Given problem
Rewrite the listing below, replacing "red jacket" with "green coat" wherever it occurs and changing nothing else. Omit the pictures from your version.

++++ Data lines

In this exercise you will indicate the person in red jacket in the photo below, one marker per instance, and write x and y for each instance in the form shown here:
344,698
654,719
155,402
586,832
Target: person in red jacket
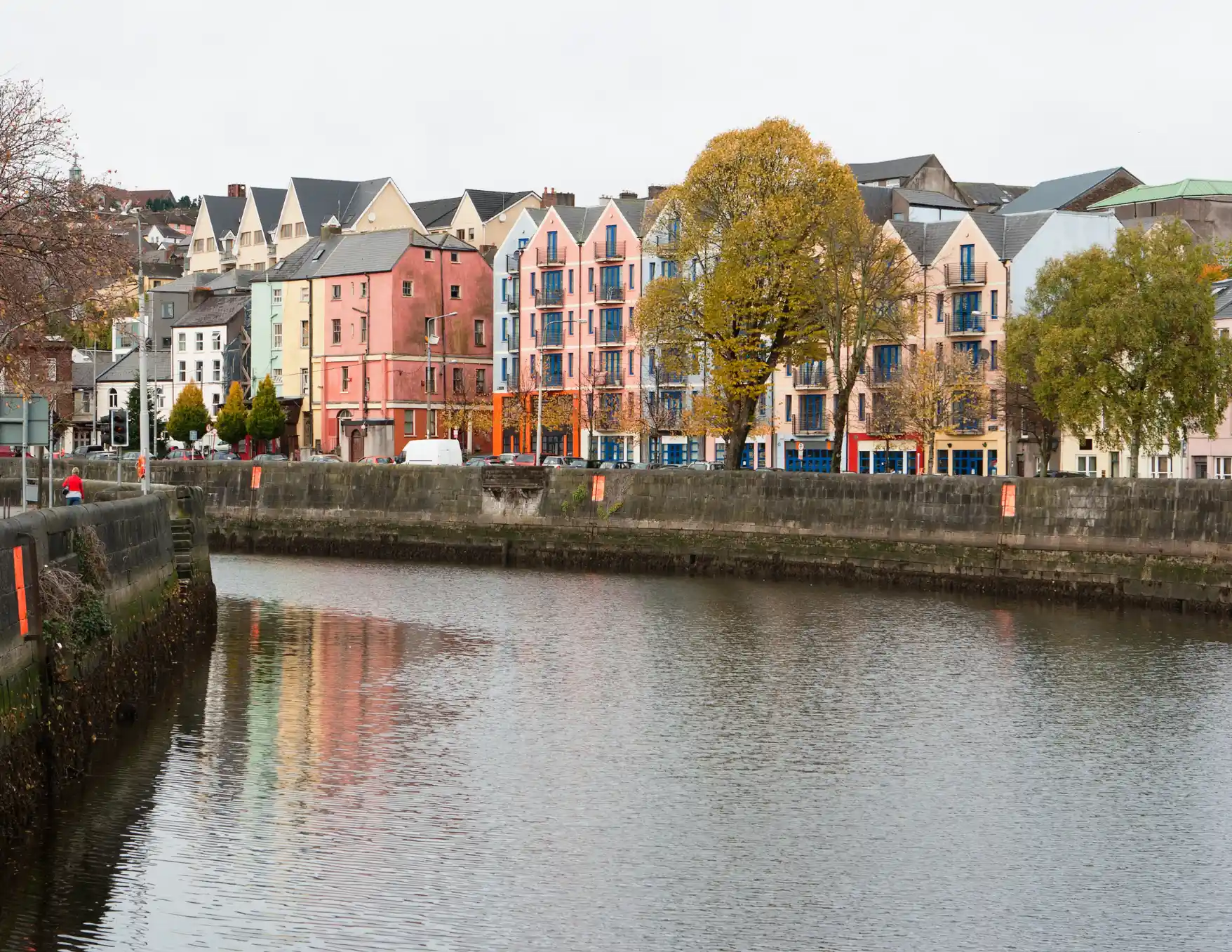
74,492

++++++++

Output of the task
In this exercise you will indicate the person in green coat in the photo below, one marker per instance, and write x and y for each instance in the form shown here:
344,698
654,719
155,402
586,832
Target: person in green coat
74,492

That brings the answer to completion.